• **EXERCISE INPUT**
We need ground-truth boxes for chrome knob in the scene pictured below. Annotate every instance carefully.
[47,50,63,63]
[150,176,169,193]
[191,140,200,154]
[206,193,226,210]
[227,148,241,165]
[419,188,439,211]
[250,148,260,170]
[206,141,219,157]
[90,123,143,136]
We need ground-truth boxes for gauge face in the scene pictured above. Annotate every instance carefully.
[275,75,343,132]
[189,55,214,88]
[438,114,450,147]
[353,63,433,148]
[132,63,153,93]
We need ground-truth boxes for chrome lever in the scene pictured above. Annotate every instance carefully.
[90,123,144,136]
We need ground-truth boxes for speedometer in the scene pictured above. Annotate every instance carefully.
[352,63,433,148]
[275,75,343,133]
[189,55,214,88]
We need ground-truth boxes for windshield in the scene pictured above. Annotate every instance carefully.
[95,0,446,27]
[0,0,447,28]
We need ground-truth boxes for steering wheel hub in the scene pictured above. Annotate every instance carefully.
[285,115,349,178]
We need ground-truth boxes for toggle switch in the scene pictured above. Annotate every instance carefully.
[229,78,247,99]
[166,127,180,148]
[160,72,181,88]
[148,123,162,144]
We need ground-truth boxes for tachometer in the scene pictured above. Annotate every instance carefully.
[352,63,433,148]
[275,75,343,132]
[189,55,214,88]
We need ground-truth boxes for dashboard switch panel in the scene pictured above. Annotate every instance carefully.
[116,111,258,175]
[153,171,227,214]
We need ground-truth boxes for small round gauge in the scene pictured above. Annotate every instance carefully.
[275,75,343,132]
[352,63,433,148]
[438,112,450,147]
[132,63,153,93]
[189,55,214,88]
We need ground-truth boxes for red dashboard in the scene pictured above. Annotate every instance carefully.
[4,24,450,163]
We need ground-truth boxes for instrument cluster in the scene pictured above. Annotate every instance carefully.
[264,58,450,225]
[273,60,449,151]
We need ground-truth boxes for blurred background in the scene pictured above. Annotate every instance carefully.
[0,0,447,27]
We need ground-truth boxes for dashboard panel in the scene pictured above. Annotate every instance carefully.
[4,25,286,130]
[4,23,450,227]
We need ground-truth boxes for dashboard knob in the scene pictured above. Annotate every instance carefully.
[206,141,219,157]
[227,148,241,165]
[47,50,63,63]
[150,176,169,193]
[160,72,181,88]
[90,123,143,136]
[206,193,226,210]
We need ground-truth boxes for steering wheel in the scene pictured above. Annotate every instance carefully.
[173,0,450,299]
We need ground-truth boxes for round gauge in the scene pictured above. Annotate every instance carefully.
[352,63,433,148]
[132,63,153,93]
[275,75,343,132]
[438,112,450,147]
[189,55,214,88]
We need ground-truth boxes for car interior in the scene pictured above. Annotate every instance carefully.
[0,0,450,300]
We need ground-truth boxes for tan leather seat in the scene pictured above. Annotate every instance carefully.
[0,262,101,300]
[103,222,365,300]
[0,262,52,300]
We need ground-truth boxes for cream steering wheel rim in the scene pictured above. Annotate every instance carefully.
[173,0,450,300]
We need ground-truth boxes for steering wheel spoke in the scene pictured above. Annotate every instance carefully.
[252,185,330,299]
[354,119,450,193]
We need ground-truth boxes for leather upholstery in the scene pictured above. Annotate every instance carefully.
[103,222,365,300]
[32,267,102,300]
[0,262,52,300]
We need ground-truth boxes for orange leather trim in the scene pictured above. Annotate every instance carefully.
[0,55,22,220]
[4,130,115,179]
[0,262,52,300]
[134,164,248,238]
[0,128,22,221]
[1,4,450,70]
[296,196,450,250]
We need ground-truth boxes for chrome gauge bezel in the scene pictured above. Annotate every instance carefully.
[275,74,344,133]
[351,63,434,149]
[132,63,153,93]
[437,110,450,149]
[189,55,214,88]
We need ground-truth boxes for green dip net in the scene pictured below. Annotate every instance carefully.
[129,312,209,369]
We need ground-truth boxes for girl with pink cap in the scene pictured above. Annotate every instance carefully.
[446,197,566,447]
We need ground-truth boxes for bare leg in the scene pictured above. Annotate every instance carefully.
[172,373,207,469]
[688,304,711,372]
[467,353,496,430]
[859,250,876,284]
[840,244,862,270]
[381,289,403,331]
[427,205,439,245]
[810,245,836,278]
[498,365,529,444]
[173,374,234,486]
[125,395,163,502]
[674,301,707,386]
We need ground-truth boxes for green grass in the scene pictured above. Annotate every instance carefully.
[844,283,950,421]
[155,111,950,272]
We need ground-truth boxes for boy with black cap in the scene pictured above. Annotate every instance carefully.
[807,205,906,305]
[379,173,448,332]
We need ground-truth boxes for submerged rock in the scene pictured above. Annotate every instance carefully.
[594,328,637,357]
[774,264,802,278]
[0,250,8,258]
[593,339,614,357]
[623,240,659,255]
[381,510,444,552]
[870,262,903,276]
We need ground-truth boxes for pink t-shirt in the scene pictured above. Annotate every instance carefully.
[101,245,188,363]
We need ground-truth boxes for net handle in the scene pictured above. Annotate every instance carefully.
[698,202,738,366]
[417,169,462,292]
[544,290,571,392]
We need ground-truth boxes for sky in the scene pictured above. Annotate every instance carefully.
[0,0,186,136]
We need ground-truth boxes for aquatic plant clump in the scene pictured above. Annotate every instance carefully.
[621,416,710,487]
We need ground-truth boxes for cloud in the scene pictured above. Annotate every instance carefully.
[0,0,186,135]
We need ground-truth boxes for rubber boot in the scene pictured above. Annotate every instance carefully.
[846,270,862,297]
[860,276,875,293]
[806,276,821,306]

• **EXERCISE PROMPT**
Your response should be the exact lines running from the one with "We need ground-truth boxes for aquatic" to the final line of the material above.

• **TASK RESPONSE**
We need ground-truth boxes for aquatic plant clump in the scene pictured above. Annotate every instance carefully.
[621,416,710,487]
We need ground-truth boxes for cloud in the scene pictured above. Annotate every instance carefully.
[0,0,186,135]
We need ground-truth boxes for rubber boot in the scene pictured above. Annotate every instance carefully.
[846,270,862,297]
[860,276,875,293]
[806,276,821,306]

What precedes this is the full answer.